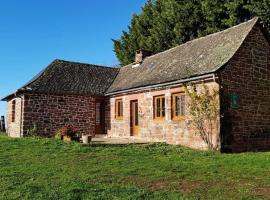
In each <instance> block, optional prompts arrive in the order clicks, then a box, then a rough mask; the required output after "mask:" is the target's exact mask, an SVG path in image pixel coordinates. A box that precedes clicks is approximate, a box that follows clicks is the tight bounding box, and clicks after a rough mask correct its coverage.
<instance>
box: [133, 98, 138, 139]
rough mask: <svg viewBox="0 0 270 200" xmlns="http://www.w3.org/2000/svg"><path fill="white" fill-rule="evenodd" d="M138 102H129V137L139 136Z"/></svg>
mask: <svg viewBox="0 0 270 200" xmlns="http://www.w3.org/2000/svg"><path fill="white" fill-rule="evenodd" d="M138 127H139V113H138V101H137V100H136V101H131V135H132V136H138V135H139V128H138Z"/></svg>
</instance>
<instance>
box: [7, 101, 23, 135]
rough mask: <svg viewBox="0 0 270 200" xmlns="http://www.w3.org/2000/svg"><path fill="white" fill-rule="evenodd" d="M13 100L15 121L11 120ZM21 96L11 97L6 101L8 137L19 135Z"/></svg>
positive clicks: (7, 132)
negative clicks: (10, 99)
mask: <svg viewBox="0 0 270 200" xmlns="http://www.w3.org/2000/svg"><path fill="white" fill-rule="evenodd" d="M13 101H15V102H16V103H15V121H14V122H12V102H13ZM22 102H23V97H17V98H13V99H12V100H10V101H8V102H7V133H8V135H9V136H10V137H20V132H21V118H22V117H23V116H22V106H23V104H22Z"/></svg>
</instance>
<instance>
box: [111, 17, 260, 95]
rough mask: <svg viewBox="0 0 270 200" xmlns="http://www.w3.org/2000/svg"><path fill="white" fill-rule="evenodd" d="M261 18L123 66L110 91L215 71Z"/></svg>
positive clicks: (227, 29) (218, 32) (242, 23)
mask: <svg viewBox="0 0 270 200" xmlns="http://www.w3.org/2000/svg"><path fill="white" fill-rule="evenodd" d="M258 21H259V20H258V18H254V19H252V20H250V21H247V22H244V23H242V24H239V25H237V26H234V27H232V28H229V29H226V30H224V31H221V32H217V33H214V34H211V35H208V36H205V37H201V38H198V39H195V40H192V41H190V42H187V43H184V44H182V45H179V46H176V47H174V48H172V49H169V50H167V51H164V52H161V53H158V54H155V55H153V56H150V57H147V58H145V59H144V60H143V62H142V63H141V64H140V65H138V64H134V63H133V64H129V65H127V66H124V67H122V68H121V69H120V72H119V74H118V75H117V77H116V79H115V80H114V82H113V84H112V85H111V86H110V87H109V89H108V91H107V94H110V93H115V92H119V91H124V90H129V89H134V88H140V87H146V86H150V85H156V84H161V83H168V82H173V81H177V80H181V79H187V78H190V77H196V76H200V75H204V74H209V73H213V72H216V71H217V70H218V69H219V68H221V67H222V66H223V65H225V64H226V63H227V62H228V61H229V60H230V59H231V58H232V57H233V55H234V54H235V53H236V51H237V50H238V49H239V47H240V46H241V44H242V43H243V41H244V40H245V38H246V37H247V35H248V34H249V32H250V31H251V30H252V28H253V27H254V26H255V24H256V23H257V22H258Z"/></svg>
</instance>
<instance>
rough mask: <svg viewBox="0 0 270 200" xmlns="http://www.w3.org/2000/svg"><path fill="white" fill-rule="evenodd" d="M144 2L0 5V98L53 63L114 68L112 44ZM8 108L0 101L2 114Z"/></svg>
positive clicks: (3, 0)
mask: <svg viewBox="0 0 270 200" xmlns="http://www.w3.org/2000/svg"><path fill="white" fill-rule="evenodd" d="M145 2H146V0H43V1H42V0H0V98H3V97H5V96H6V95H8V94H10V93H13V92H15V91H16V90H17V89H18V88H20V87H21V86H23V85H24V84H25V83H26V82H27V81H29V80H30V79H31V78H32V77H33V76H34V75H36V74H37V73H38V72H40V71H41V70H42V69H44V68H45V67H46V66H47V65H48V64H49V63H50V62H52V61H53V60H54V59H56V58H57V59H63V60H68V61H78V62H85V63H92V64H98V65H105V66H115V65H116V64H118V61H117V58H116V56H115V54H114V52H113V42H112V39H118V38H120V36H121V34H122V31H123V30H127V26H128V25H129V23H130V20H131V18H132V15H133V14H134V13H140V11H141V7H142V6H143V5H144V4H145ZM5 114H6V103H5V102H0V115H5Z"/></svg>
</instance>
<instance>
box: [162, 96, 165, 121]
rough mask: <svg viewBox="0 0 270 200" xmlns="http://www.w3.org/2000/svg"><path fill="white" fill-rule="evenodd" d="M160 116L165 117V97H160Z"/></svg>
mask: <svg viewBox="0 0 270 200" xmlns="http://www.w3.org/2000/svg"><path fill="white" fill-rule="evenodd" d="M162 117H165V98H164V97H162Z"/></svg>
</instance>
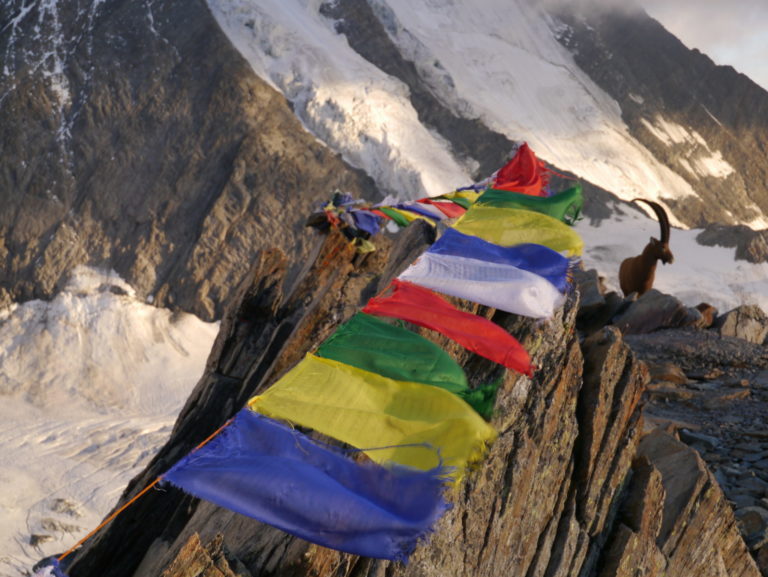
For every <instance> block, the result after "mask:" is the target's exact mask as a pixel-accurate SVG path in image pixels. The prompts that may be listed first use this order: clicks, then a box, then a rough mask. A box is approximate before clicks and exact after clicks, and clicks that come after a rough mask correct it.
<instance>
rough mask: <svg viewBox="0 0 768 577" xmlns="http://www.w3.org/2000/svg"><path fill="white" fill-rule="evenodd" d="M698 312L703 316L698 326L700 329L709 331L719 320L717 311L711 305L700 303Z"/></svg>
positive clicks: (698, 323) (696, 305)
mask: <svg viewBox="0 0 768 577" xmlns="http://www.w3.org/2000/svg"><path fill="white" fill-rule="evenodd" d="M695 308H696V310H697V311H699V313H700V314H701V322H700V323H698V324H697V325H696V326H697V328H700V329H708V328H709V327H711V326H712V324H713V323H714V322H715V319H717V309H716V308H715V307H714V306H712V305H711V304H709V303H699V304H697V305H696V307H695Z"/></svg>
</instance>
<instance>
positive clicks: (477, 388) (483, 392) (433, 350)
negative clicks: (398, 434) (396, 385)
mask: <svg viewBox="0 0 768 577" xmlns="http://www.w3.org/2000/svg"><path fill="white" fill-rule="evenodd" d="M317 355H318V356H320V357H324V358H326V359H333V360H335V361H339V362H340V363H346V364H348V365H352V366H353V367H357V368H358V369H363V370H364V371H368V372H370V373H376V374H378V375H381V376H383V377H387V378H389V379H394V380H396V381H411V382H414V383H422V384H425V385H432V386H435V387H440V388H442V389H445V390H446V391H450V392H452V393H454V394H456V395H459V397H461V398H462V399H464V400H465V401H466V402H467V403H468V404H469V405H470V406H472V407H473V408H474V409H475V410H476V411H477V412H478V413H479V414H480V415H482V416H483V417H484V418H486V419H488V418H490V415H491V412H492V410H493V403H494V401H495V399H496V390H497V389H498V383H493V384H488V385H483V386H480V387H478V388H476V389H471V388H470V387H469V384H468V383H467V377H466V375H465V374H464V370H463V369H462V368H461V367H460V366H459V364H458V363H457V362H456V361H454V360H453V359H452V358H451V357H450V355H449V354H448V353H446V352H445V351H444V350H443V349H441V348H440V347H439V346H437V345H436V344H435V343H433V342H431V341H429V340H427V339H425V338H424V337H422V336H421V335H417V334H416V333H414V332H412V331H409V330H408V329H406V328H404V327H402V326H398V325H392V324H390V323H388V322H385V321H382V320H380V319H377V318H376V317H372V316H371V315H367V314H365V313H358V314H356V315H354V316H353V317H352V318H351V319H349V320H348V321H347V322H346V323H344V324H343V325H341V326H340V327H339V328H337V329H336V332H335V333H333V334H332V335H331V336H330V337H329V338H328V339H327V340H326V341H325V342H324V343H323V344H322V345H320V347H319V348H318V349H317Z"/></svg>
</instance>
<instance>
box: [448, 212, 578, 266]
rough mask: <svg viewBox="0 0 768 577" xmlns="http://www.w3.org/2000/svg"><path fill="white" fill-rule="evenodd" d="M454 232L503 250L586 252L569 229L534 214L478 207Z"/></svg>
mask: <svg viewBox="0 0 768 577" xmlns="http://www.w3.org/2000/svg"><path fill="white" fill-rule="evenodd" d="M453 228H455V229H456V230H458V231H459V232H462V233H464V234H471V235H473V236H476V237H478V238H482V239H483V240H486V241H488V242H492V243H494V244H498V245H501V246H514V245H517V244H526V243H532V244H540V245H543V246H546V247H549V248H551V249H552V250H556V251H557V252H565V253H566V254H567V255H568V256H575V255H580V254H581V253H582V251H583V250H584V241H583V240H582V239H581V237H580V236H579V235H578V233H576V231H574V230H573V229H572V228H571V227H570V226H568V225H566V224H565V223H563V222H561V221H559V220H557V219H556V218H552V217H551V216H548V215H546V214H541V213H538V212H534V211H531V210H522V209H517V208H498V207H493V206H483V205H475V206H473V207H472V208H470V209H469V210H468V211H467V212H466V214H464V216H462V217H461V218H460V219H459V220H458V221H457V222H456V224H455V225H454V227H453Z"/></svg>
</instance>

______________________________

Copy out every line of the data above that contains the word "negative". Case counts.

negative clicks: (10, 99)
negative clicks: (398, 434) (396, 385)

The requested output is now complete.